### Dataset extract:
───

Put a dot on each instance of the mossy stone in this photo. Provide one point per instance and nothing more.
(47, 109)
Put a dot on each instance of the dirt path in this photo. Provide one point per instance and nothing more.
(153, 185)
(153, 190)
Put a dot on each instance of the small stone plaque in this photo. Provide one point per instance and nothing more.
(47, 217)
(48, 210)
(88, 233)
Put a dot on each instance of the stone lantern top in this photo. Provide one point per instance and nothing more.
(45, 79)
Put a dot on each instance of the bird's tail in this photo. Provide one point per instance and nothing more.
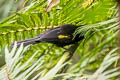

───

### Given exercise:
Report every line of the listing above that contains the word "photo", matching case exactly.

### Task response:
Put a dot on each instance of the mossy stone in this photo. Provide one point per instance and nothing more.
Put a dot on each instance of the dirt path in this photo. Provide one point per instance and nothing more.
Put a dot on each instance of the small stone plaque in this photo. Provide one point per instance and nothing more.
Put a dot on each instance of the stone lantern top in this photo. Provide one point per instance and nothing more.
Put a dot on each instance of the bird's tail in this photo. Provide one point per instance and nothing more.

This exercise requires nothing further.